[Excerpts of labeled region data]
↓

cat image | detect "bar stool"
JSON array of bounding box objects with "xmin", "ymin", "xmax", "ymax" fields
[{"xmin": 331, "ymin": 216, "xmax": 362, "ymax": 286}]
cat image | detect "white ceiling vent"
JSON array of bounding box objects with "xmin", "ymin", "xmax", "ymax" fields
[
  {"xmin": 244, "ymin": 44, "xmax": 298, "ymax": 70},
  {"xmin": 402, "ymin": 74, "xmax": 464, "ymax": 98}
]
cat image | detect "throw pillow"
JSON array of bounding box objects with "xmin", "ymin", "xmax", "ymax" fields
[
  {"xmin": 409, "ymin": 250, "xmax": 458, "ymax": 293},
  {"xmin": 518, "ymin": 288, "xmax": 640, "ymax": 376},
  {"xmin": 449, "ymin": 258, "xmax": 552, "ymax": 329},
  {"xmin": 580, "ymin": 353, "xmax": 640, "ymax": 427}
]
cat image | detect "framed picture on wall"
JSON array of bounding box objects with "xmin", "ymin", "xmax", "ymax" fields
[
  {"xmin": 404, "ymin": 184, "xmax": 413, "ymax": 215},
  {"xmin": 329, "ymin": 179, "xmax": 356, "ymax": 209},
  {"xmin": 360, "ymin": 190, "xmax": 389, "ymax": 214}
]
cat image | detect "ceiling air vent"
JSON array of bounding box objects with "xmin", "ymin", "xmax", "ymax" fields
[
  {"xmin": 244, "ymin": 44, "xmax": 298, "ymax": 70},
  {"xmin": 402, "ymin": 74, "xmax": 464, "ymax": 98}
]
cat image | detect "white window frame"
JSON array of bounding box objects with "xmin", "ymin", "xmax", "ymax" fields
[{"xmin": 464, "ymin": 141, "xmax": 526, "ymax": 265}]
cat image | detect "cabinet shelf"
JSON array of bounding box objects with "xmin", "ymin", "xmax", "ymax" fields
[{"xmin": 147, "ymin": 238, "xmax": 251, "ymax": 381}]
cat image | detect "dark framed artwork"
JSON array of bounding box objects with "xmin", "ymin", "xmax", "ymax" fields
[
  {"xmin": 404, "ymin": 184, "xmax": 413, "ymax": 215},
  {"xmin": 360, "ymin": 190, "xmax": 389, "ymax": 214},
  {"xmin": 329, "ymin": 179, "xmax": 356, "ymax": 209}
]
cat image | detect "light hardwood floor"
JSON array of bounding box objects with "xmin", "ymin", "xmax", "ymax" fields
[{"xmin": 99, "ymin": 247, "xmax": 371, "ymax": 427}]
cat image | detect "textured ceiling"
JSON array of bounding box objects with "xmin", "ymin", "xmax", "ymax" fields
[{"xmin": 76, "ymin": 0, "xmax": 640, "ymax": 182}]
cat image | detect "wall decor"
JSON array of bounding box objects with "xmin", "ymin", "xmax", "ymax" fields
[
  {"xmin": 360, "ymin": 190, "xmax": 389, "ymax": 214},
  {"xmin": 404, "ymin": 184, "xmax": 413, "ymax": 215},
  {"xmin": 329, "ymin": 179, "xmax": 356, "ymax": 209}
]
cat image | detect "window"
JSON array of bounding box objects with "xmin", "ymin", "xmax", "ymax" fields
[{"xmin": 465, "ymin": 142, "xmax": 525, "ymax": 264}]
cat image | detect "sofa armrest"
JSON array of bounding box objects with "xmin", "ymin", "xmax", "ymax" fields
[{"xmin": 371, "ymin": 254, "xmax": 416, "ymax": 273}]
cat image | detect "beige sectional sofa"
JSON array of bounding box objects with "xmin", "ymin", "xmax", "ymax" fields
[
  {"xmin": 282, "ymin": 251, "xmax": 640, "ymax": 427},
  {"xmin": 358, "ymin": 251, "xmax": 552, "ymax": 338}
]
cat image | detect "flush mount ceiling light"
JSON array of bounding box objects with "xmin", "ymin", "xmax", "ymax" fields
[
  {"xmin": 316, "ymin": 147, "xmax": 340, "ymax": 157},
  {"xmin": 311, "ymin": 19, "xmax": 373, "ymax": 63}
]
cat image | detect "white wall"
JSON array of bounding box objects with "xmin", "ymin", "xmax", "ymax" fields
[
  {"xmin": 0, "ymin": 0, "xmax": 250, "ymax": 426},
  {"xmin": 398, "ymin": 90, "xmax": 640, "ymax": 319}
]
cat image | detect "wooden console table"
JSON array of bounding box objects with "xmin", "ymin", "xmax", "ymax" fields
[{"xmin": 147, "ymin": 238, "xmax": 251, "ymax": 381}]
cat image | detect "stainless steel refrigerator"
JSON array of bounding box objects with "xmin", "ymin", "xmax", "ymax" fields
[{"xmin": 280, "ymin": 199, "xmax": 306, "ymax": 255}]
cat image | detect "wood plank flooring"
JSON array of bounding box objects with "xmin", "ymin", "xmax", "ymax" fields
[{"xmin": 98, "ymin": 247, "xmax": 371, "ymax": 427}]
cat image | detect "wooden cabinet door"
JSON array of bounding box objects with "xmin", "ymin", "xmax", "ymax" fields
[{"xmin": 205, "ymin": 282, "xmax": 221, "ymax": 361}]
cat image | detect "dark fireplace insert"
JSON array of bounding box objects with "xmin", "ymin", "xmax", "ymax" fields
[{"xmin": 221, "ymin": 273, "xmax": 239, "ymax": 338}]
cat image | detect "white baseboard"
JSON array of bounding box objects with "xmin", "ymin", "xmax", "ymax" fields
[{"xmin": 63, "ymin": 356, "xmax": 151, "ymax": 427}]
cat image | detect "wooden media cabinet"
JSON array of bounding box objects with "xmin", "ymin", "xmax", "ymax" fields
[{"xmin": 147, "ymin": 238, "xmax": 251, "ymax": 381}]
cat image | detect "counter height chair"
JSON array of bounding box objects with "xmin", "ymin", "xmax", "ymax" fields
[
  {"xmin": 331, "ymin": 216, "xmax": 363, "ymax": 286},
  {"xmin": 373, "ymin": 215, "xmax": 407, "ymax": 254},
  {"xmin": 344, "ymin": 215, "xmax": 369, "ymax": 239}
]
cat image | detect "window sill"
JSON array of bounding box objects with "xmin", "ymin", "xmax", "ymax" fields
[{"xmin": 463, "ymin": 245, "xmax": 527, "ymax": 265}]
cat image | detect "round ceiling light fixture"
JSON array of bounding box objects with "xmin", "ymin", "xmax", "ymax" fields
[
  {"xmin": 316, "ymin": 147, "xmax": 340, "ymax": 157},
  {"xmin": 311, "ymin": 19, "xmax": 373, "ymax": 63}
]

↑
↓

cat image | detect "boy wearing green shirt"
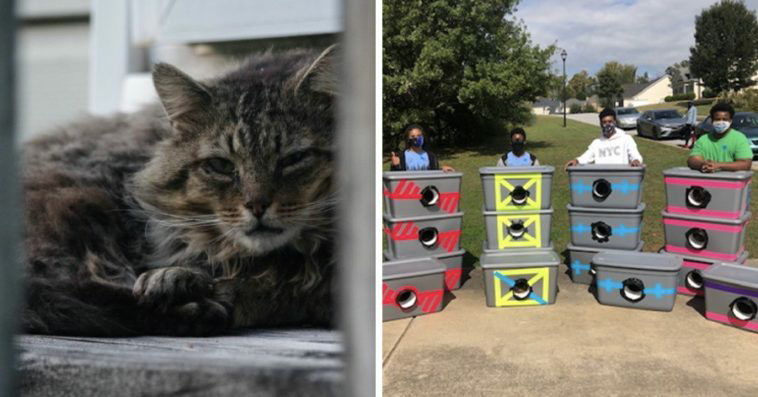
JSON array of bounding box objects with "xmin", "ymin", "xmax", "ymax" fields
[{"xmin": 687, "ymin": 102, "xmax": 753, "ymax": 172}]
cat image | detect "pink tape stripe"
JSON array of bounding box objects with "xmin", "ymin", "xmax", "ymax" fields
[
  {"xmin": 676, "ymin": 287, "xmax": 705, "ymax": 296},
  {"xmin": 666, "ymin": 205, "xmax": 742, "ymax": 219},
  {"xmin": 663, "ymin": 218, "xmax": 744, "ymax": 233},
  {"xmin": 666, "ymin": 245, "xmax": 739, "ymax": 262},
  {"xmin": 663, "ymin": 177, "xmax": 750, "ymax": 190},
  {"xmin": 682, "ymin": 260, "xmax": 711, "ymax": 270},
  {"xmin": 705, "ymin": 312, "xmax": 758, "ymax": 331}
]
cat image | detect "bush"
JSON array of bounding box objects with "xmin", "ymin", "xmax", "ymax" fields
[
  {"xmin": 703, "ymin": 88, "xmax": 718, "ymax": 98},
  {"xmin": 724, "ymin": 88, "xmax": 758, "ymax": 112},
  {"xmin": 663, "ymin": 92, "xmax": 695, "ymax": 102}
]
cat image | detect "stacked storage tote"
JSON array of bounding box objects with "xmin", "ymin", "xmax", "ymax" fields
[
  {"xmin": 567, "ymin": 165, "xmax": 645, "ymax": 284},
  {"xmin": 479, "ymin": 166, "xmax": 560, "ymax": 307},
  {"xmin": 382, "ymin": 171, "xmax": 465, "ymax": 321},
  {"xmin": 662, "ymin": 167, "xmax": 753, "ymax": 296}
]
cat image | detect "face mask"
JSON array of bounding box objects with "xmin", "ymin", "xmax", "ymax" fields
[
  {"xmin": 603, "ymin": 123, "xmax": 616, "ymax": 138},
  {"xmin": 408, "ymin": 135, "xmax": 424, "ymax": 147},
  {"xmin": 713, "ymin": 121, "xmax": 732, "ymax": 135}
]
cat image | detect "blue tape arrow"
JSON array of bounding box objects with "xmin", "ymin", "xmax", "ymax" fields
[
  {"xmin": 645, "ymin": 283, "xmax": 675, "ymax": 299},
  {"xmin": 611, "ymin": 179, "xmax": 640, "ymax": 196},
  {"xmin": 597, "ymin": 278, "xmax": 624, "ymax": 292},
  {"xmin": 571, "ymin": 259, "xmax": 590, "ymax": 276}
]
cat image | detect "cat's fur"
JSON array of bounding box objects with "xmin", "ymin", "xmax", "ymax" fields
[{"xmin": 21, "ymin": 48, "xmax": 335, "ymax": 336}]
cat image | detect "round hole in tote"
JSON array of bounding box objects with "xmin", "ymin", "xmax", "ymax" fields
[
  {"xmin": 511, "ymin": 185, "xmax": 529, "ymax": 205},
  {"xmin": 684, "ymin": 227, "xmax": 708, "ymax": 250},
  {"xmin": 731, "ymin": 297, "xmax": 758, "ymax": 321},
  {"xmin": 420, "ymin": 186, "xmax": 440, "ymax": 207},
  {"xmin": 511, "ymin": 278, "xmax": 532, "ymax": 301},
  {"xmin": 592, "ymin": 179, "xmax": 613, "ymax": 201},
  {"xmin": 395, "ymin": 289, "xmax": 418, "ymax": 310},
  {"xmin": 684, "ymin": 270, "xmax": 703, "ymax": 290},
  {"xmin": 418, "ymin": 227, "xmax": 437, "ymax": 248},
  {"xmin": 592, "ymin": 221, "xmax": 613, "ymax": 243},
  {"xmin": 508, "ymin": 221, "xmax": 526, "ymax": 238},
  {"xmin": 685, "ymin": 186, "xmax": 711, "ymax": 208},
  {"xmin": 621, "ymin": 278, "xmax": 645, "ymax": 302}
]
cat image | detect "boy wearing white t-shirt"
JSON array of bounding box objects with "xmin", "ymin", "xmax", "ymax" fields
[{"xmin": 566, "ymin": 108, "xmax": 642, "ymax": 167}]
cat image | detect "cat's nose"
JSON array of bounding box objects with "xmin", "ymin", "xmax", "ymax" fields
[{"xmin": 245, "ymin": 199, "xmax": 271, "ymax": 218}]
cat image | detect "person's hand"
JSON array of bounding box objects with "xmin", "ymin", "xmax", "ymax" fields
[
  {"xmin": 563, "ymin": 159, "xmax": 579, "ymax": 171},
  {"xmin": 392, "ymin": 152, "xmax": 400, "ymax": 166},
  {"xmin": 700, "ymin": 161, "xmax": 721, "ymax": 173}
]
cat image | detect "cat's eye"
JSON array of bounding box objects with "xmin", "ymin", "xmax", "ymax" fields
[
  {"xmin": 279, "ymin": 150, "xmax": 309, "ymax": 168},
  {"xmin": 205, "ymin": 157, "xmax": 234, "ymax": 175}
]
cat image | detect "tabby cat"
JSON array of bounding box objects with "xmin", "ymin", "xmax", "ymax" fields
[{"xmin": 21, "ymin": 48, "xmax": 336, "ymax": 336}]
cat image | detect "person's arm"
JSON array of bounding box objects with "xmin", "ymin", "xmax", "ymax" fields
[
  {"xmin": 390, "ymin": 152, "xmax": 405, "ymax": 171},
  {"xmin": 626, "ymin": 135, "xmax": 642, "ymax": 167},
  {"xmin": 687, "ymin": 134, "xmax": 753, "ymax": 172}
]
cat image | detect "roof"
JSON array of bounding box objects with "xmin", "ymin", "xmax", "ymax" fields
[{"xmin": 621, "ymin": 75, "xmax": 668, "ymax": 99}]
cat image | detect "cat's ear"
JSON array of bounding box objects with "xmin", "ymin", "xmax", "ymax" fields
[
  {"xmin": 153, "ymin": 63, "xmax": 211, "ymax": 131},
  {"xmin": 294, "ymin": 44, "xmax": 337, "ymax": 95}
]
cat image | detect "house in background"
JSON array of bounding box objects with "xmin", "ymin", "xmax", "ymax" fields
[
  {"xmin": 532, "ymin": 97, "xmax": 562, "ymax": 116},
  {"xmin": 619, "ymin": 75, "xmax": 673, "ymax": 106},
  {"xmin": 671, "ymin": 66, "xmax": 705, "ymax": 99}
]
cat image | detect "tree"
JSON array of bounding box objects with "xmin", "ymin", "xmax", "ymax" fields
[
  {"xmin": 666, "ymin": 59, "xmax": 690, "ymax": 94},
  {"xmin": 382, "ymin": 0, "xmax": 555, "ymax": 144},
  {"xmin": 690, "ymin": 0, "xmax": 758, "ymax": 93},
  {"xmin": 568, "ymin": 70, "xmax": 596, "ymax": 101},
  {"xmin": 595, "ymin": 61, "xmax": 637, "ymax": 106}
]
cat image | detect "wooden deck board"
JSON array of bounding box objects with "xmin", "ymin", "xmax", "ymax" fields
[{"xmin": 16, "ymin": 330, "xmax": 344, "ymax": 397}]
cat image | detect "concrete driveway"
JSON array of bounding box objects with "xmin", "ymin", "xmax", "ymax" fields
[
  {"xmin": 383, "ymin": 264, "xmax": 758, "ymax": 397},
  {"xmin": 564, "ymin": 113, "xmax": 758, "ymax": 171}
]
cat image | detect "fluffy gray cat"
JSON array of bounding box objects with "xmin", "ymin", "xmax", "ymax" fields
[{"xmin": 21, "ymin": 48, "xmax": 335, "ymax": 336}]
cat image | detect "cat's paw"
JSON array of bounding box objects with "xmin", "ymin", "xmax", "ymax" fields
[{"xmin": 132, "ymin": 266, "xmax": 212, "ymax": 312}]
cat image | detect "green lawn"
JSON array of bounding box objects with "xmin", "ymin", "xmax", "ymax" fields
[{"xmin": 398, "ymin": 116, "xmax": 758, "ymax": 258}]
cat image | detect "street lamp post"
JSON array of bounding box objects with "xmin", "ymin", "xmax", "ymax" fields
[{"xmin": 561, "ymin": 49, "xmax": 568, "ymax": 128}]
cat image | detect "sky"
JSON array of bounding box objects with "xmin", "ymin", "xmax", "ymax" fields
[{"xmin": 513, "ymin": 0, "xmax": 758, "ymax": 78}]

↑
↓

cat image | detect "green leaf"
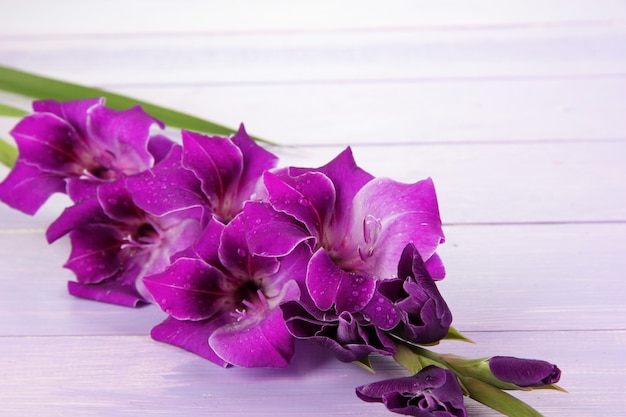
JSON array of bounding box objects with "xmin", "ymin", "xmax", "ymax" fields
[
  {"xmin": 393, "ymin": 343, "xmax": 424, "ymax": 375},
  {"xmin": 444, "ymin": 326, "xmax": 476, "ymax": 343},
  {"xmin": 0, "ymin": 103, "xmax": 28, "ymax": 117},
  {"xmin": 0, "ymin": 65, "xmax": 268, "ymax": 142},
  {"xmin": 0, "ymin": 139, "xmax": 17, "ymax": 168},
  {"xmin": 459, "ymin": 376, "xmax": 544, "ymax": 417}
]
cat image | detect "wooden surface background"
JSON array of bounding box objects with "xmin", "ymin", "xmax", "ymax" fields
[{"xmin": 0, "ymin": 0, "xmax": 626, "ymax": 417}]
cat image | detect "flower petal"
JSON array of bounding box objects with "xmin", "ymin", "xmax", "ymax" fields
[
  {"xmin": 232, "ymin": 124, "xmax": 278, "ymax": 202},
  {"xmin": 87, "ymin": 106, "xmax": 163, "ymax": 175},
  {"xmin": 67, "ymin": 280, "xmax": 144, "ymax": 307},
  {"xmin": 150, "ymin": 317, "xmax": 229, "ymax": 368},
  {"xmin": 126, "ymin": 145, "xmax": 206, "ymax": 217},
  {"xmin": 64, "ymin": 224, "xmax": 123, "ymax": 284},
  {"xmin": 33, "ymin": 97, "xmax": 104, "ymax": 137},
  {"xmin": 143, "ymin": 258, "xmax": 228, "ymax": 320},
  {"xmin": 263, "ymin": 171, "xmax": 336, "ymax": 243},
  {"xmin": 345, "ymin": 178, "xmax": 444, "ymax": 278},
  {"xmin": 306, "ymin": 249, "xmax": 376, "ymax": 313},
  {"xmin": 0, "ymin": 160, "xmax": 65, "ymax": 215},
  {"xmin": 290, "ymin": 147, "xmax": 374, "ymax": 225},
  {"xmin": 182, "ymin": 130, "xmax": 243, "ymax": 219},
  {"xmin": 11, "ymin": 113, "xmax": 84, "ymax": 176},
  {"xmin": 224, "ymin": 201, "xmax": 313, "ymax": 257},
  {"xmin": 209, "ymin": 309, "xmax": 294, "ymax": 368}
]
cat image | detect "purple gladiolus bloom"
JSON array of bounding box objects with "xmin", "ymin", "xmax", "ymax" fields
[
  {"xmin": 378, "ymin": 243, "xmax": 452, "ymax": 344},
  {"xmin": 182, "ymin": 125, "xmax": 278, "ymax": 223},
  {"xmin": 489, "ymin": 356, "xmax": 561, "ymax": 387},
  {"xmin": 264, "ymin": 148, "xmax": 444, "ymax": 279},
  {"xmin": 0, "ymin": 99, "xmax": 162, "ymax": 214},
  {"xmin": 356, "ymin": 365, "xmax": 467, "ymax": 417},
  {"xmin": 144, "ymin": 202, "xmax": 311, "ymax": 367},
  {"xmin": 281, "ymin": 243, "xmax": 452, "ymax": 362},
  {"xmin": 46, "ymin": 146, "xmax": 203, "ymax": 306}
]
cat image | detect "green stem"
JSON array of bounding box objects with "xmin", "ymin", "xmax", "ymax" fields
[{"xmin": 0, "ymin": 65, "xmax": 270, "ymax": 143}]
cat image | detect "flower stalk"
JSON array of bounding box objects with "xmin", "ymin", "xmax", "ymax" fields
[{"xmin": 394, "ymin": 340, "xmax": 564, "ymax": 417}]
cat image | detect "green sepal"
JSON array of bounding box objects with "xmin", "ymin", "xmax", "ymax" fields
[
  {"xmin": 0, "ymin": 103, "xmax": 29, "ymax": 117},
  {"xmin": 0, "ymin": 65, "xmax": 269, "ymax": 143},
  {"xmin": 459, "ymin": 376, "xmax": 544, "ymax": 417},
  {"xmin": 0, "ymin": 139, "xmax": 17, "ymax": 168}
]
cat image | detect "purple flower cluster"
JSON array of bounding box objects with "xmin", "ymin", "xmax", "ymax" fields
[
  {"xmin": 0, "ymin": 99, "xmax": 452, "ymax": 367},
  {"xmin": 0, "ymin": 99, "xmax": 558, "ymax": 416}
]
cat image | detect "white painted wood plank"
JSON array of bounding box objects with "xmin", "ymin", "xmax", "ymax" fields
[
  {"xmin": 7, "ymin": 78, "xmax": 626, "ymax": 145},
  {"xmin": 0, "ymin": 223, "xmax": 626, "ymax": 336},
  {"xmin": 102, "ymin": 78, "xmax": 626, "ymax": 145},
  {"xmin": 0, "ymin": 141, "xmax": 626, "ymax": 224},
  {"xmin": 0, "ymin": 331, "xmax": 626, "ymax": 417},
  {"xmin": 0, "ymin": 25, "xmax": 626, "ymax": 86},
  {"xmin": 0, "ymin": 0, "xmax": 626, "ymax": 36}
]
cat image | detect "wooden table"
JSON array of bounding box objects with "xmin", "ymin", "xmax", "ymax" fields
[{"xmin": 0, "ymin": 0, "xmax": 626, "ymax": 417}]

↑

*What you need to do*
Pull out every row above that contains the string "framed", matching case exactly.

*Exercise response*
cat image | detect "framed picture on wall"
cat image | detect "dark framed artwork"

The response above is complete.